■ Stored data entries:

--------------------------------

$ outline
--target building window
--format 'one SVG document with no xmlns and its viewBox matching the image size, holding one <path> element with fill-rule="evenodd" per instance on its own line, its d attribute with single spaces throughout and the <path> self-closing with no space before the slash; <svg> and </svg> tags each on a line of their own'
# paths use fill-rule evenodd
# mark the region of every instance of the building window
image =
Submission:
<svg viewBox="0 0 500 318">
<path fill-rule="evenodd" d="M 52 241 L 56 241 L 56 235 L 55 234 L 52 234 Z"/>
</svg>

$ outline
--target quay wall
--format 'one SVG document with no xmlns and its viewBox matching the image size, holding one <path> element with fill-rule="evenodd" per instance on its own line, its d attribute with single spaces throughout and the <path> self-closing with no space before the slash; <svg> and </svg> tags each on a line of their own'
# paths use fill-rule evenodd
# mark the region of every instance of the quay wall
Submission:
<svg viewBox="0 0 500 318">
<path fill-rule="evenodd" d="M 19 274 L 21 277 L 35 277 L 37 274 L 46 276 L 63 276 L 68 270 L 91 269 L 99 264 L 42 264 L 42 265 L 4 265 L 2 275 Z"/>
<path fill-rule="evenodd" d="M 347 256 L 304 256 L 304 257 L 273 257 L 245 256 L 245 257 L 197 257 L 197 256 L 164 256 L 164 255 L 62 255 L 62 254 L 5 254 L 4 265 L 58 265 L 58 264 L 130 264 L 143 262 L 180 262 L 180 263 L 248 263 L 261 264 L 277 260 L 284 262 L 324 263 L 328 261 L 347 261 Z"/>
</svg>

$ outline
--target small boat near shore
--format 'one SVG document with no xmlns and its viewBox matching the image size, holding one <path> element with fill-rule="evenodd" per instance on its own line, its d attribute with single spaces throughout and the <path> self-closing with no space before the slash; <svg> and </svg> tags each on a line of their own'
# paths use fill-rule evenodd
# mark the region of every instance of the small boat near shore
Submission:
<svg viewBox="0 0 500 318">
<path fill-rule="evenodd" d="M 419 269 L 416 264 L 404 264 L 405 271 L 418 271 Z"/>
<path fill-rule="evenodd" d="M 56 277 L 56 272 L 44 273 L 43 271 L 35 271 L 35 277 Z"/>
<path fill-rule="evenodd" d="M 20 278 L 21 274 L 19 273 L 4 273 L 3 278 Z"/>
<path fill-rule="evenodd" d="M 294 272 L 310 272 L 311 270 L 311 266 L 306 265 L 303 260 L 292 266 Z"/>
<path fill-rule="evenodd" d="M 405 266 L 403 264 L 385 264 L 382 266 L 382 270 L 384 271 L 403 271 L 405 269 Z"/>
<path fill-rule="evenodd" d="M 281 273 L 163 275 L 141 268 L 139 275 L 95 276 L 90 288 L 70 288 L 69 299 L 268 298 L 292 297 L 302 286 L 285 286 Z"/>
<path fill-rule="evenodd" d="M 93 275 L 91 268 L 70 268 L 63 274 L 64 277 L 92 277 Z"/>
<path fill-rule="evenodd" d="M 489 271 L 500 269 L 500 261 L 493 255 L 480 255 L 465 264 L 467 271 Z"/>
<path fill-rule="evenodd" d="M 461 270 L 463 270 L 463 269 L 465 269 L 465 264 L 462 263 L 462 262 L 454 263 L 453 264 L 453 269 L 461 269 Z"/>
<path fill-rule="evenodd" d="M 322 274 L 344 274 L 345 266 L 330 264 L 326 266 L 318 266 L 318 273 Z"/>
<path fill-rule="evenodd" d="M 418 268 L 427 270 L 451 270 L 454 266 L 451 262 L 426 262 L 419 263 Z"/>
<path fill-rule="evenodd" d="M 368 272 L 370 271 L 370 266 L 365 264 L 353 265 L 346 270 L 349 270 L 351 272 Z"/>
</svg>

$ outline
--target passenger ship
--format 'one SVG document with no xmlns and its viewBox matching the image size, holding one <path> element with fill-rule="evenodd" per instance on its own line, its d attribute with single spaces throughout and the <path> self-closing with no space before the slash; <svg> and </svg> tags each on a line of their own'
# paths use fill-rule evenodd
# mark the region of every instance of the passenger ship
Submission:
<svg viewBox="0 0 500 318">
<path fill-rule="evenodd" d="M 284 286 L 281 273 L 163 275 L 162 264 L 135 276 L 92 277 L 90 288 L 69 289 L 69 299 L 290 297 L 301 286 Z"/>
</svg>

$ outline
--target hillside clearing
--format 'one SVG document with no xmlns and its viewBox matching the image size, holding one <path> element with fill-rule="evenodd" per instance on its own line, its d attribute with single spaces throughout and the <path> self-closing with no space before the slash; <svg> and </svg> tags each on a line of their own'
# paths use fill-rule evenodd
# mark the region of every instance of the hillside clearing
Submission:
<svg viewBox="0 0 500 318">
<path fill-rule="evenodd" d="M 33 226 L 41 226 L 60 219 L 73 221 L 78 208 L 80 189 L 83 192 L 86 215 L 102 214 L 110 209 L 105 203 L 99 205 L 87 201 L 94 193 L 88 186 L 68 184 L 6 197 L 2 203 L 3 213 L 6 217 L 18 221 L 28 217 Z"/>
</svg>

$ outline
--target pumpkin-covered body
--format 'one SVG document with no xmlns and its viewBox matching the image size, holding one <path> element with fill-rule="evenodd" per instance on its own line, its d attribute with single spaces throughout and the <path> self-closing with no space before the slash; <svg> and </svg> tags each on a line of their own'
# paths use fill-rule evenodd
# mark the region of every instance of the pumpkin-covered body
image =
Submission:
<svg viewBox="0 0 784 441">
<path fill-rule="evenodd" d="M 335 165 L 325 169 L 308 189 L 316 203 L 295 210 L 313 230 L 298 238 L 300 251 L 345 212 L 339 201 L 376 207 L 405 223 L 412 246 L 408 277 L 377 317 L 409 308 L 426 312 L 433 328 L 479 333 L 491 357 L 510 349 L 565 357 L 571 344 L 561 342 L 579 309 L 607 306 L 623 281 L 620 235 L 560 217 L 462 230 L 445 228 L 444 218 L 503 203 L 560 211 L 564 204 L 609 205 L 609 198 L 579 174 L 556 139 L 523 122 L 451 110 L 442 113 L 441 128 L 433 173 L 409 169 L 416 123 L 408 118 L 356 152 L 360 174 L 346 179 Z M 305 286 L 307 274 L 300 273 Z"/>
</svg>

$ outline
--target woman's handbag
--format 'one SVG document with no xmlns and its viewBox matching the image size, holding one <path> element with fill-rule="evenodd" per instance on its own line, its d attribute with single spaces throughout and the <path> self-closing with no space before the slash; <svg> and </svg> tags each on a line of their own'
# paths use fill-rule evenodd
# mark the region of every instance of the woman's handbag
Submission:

--------------------------------

■ TASK DESCRIPTION: If a line in the data above holds the string "quay", report that line.

■ RESPONSE:
--target quay wall
# mark the region of every instance of the quay wall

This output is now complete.